## Exercise task
Copy out every line of each item below word for word, changing nothing.

Position identification records:
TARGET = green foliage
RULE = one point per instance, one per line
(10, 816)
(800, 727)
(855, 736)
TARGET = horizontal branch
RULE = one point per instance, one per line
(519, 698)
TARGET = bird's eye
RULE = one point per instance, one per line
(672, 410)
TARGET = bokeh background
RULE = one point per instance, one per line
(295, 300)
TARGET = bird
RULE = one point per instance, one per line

## Task output
TARGET = green foliage
RULE = one point per instance, one per line
(10, 816)
(800, 727)
(855, 736)
TARGET = horizontal branch
RULE = one point per instance, one per line
(519, 698)
TARGET = bird's eye
RULE = one point per instance, one per line
(672, 410)
TARGET = bokeh background
RULE = one point per instance, one per line
(295, 300)
TARGET = bird
RULE = one point per instance, one per line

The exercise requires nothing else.